* Quoted text
++++++++++++++++++++

This piece is part of Ferguson Revisited, a series from What Next looking back at Michael Brown’s death, the protests that followed, and their legacy five years later.
This week, What Next is revisiting the shooting of Michael Brown in Ferguson, Missouri, on its fifth anniversary. In the final installment of our series, I spoke with Wesley Bell, who was sworn in as St. Louis County’s first black prosecutor. Bell stood between protesters and police as the events in Ferguson began to unravel. He later decided to run for office, won, and was sworn in on New Year’s Day. Bell and I discussed Ferguson, the effects of fines and high incarceration rates on his community, and how he’s using his power as the county’s top prosecutor.
Mary Harris: You were teaching in Ferguson, right? And you lived there too?
Wesley Bell: Yes. I taught at St. Louis Community College, the Florissant Valley campus, which is in Ferguson.
I read in one account that you were sitting on your porch, and you saw protesters go by.

++++++++++++++++++++

Carry the interview with Wesley Bell about Ferguson forward from its last line.

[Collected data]

++++++++++++++++++++

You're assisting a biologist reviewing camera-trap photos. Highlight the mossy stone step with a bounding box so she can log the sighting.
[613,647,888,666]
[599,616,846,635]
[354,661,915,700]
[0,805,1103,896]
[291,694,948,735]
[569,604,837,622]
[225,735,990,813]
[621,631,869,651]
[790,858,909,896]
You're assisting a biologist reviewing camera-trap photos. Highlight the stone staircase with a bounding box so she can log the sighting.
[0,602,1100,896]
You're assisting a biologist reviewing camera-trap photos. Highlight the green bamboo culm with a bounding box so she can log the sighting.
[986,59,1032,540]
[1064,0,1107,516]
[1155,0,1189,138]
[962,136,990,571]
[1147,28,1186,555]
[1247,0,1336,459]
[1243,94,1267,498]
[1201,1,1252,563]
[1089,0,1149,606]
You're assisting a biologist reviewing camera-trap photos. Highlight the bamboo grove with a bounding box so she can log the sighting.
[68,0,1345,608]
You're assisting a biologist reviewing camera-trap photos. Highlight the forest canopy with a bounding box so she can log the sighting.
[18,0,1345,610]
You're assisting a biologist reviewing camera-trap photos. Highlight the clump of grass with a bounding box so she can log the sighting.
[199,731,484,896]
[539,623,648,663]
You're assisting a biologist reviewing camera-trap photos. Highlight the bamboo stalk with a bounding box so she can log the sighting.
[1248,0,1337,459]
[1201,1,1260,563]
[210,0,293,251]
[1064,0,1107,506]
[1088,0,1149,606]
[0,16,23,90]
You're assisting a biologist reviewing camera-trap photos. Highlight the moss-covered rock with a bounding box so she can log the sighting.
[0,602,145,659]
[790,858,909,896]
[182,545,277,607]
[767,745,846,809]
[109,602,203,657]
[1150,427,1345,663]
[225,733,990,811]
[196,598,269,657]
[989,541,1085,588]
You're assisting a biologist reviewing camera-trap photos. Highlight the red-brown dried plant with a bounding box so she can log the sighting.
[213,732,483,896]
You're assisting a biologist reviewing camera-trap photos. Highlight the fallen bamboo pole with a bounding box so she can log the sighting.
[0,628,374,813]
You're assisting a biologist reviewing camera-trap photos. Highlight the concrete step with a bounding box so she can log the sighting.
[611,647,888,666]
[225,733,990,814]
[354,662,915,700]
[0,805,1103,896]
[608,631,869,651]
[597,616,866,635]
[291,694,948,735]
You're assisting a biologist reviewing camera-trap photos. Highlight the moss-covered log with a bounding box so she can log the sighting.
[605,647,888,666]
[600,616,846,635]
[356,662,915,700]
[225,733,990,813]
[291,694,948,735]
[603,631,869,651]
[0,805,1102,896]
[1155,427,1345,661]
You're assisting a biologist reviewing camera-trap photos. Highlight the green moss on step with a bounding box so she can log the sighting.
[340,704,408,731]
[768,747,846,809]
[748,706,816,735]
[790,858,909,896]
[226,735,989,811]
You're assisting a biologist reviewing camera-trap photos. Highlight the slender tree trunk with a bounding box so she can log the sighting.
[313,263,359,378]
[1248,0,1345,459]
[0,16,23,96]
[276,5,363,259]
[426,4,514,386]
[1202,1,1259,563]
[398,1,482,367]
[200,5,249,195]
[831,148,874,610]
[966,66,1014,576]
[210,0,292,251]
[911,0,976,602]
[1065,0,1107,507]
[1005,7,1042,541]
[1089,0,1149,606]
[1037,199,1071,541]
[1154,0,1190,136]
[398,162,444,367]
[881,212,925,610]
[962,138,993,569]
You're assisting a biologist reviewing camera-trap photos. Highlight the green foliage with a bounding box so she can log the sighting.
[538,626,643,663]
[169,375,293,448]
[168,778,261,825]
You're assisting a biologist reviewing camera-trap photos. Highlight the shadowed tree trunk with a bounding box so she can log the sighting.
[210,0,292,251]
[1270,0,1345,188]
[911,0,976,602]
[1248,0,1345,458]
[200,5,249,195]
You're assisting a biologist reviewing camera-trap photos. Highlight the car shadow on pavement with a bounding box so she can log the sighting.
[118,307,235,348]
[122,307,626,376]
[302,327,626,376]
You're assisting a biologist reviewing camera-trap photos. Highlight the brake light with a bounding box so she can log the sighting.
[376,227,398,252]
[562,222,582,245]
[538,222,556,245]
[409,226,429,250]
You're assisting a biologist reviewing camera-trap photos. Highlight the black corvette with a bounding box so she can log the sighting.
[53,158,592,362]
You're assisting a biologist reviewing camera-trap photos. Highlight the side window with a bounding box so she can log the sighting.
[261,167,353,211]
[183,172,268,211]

++++++++++++++++++++

* Exercise answer
Not a porch, but from the front door of the building that I was in.
To paint the picture, because this was the first time that this protest was really happening, there were young kids there. Across the street, the police officers were barricaded in the police parking lot. And the crowd, in which some people were angry, was approaching the police department. About three or four of us stood in the middle.
We just knew, if that crowd got to the police officers, that something bad was going to happen. So we stood in the middle to try to calm tensions and keep the peace, and fortunately nothing happened that day.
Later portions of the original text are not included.